Material for this exercise —
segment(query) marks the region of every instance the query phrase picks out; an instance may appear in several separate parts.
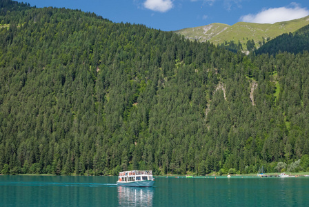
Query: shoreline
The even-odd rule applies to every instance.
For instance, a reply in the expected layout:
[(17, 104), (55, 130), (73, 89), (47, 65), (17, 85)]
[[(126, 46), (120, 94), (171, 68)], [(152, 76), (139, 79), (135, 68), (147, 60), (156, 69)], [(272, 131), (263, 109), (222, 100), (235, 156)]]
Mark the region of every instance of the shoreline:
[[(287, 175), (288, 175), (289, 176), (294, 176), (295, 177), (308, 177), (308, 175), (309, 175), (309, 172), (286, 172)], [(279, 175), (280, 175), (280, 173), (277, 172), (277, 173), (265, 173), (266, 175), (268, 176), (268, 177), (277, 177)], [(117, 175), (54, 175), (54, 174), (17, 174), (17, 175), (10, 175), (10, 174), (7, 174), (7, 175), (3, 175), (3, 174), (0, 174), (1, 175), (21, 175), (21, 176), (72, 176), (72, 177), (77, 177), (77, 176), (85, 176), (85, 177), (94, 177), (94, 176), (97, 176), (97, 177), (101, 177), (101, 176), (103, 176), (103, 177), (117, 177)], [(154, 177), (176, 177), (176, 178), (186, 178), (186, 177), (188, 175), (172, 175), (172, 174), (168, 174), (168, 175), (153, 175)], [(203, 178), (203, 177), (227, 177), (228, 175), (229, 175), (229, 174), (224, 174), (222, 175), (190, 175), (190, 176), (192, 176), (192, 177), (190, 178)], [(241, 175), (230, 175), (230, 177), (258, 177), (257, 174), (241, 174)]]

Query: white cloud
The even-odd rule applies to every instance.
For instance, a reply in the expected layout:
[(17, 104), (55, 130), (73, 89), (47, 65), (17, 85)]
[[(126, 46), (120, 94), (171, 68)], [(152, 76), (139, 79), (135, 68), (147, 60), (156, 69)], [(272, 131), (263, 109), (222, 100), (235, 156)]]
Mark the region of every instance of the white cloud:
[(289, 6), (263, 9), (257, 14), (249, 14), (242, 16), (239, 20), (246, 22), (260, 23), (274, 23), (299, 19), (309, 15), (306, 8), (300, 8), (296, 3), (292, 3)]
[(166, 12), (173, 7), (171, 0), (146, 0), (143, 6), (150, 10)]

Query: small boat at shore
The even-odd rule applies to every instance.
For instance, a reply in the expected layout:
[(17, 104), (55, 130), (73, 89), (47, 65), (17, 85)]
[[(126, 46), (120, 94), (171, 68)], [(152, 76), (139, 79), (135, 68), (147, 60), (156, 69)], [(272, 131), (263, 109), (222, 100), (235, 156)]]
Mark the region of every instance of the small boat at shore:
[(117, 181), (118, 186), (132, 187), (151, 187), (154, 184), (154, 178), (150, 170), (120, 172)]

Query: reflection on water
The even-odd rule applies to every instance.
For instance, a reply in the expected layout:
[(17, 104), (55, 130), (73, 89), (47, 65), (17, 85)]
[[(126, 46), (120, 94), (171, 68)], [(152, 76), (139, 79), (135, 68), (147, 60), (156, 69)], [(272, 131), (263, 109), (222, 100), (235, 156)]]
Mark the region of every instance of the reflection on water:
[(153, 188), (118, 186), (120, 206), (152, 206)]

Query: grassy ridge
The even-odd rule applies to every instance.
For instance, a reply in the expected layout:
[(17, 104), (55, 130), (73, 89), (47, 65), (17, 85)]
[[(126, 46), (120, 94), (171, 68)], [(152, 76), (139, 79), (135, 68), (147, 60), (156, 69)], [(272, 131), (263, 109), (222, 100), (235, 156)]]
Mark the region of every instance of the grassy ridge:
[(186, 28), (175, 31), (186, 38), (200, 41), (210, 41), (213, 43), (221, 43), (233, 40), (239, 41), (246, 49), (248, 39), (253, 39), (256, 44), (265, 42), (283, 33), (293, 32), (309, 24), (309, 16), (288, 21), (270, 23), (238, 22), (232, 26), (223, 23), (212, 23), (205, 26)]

Exercise prompt — Restate each of the entries above word for word and skip every image.

Correct output —
segment(query) marks the region of every instance the query phrase picks out; an instance may appear in several separate parts.
Query: shoreline
The even-odd rule applies to every instance.
For instance, a reply in the expected layout:
[(17, 104), (55, 130), (73, 89), (47, 65), (17, 85)]
[[(126, 46), (120, 94), (171, 68)], [(152, 76), (139, 79), (135, 68), (147, 60), (156, 69)], [(272, 131), (263, 109), (222, 100), (235, 156)]]
Mark the region of every instance of the shoreline:
[[(287, 175), (288, 175), (289, 176), (294, 176), (295, 177), (308, 177), (308, 175), (309, 175), (309, 172), (286, 172)], [(279, 175), (280, 175), (280, 173), (277, 172), (277, 173), (265, 173), (266, 175), (268, 176), (268, 177), (277, 177)], [(117, 175), (54, 175), (54, 174), (17, 174), (17, 175), (10, 175), (10, 174), (7, 174), (7, 175), (3, 175), (3, 174), (0, 174), (1, 175), (21, 175), (21, 176), (72, 176), (72, 177), (77, 177), (77, 176), (85, 176), (85, 177), (94, 177), (94, 176), (97, 176), (97, 177), (101, 177), (101, 176), (103, 176), (103, 177), (117, 177)], [(154, 177), (176, 177), (176, 178), (186, 178), (186, 177), (188, 175), (172, 175), (172, 174), (168, 174), (168, 175), (153, 175)], [(203, 178), (203, 177), (227, 177), (228, 175), (229, 175), (229, 174), (224, 174), (222, 175), (190, 175), (190, 176), (192, 176), (192, 177), (190, 178)], [(241, 175), (230, 175), (230, 177), (258, 177), (257, 174), (241, 174)]]

Query: white cloud
The even-odd rule applies to every instance.
For instance, a reply in the expected layout:
[(17, 104), (55, 130), (73, 89), (47, 65), (17, 85)]
[[(126, 46), (120, 94), (171, 68)], [(152, 76), (139, 79), (135, 68), (147, 60), (156, 69)], [(272, 131), (263, 109), (222, 100), (235, 156)]]
Mark the region of every instance of the white cloud:
[(289, 6), (263, 9), (257, 14), (249, 14), (242, 16), (239, 20), (246, 22), (260, 23), (274, 23), (299, 19), (309, 15), (306, 8), (300, 8), (296, 3), (292, 3)]
[(166, 12), (173, 7), (171, 0), (146, 0), (143, 6), (150, 10)]

Query: small boat at shore
The even-odd rule applies to every instance.
For instance, a reply in the expected layout:
[(17, 104), (55, 130), (73, 89), (47, 65), (17, 85)]
[[(126, 46), (120, 94), (171, 68)], [(152, 76), (139, 79), (135, 68), (147, 60), (156, 69)], [(272, 131), (263, 109), (222, 100), (235, 156)]]
Mark the region of every instance of the small boat at shore:
[(117, 181), (118, 186), (132, 187), (151, 187), (154, 184), (154, 178), (150, 170), (120, 172)]

Query: reflection on water
The even-odd rule applies to every instance.
For instance, a reply in the expected layout:
[(17, 104), (55, 130), (73, 89), (47, 65), (17, 85)]
[[(126, 46), (120, 94), (171, 68)], [(152, 76), (139, 79), (135, 68), (147, 60), (156, 69)], [(272, 131), (263, 109), (222, 100), (235, 156)]]
Mark the region of every instance of the reflection on water:
[(153, 188), (118, 186), (120, 206), (152, 206)]

Query: grassy ridge
The even-odd rule applies to every instance.
For instance, a reply in the expected layout:
[(17, 104), (55, 130), (73, 89), (47, 65), (17, 85)]
[[(126, 46), (120, 94), (171, 68)], [(152, 76), (139, 79), (135, 68), (147, 60), (156, 69)], [(272, 131), (263, 109), (222, 100), (235, 156)]]
Mark the region of every instance of the grassy ridge:
[(186, 28), (175, 31), (186, 38), (200, 41), (210, 41), (213, 43), (221, 43), (233, 40), (239, 41), (246, 49), (248, 39), (253, 39), (256, 44), (265, 42), (283, 33), (293, 32), (309, 24), (309, 16), (288, 21), (270, 23), (238, 22), (232, 26), (223, 23), (212, 23), (205, 26)]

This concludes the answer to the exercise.